Görev listesi:
[A] Sayfa alıntısında geçen "Öğle namazının bu şekilde te'hir edilerek ikindi ile veya akşamın te'hir edilip yatsı ile birleştirilerek kılınmasına cem-i te'hîr denir." cümlesini İngilizceye çeviriniz.
[B] Aşağıdaki ifadelerin sayfa alıntısıyla uyuşup uyuşmadığını evet ya da hayır diyerek belirtiniz. Her cevabı, alıntıdaki belirleyici sözleri aynen aktararak destekleyiniz.
(i) İmam Şâfiî yolculukta cem-i te'hîri esas almıştır.
(ii) Ebû Hanîfe iki ayrı namazın bir vakitte kılınmasını kabul etmiştir.
(iii) İkinci rivâyete göre öğle namazının te'hiri, acele yürümenin gerektiği durumda söz konusudur.
[C] Sayfa alıntısında "1. (2910)- Hz. Enes (radıyallâhu anh) anlatıyor" sözleriyle başlayan paragrafı, temel bilgilerini koruyarak madde madde yeniden yazınız.
***** Sayfa alıntısı *****
İKİNCİ FASIL

 

SEFERDE İKİ NAMAZIN CEMEDİLMESİ

 

ـ2910 ـ1ـ عن أنس رَضِىَ اللّهُ عَنْهُ قال: ]كَانَ رَسولُ اللّهِ # إذَا ارْتَحَلَ قَبْلَ أنْ تَزِيغَ الشَّمْسُ أخَّرَ الظُّهْرَ إلى وَقْتِ الْعَصْرِ ثُمَّ يَنْزِلُ فَيَجْمَعُ بَيْنَهُمَا. وَإنْ زَاغَتِ الشَّمْسُ قَبْلَ أنْ يَرْتَحِلَ صََّهُمَا ثُمَّ ارْتَحَلَ[ .

 

1. (2910)- Hz. Enes (radıyallâhu anh) anlatıyor: "Resûlullah  (aleyhissalâtu vesselâm), güneş batıya meyletmeden yola çıkınca, öğle namazını ikindi vaktine te'hir eder, ikindi olunca mola verir, ikisini cemederdi (beraber kılardı). Yola çıkmazdan önce güneş batıya meyletti (öğle vakti) girdi ise, hareketten önce her ikisini de (öğle ve ikindi) kılar sonra yola çıkardı."[1]

 

ـ2911 ـ2ـ وفي رواية: ]إذَا كانَ عَجِلَ عَلَيْهِ السَّيْرُ يُؤَخِّرُ الظُّهْرَ إلى وَقْتِ الْعَصْرِ وَيَجْمَعُ بَيْنَهُمَا وَبَيْنَ الْعِشَاءِ حِينَ يَغِيبُ الشّفَقُ[. أخرجه الخمسة إ الترميذى .

 

2. (2911)- Bir rivâyette de şöyle gelmiştir: "...Acele yürümek gerekirse öğleyi ikindiye te'hir eder, ikisini birleştirirdi, keza ufuktaki aydınlık kaybolunca da akşamla yatsıyı birleştirirdi."[2]

 

AÇIKLAMA:

 

1- Hz. Enes (radıyallâhu anh)'ten iki farklı şekilde gelen bu rivâyete göre Resûlullah (aleyhissalâtu vesselâm)'ın yolculuk sırasında öğle  ile ikindiyi, "ikindi vaktinde" kılması mevzubahistir. Yani öğle vaktini te'hir ederek ikindi ile birlikte kılması...

Sadedinde olduğumuz iki rivâyetten birincisine göre, "öğle vakti tam girmeden yola çıkma" halinde öğle namazı te'hir edilmektedir, ikincisinde ise bu, "acele yürümek gerektiği" durumunda mevzubahistir.

Öğle namazının bu şekilde te'hir edilerek ikindi ile veya akşamın te'hir edilip yatsı ile birleştirilerek kılınmasına cem-i te'hîr denir. İmam Şâfiî yolculukta bunu esas almıştır. Ebû Hanîfe bunu: "Akşamı son vaktinde, yatsıyı da ilk vaktinde kılmak olarak" îzah ederek, iki ayrı namazın bir vakitte kılınmasını reddetmiştir.
***** Veri satırları *****
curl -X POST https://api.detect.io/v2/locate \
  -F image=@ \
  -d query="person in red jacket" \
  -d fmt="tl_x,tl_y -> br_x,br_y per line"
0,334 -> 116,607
*****
Görevlerin cevapları:
[A] Performing the noon prayer by delaying it in this way and combining it with the afternoon prayer, or by delaying the evening prayer and combining it with the night prayer, is called cem-i te'hîr.

[B]
(i) Evet: "İmam Şâfiî yolculukta bunu esas almıştır."
(ii) Hayır: "iki ayrı namazın bir vakitte kılınmasını reddetmiştir."
(iii) Evet: "ikincisinde ise bu, "acele yürümek gerektiği" durumunda mevzubahistir."

[C]
- Resûlullah, güneş batıya meyletmeden yola çıkınca öğle namazını ikindi vaktine te'hir ederdi.
- İkindi olunca mola verir, iki namazı birlikte kılardı.
- Yola çıkmadan önce öğle vakti girmişse, öğle ve ikindiyi hareketten önce kılar, sonra yola çıkardı.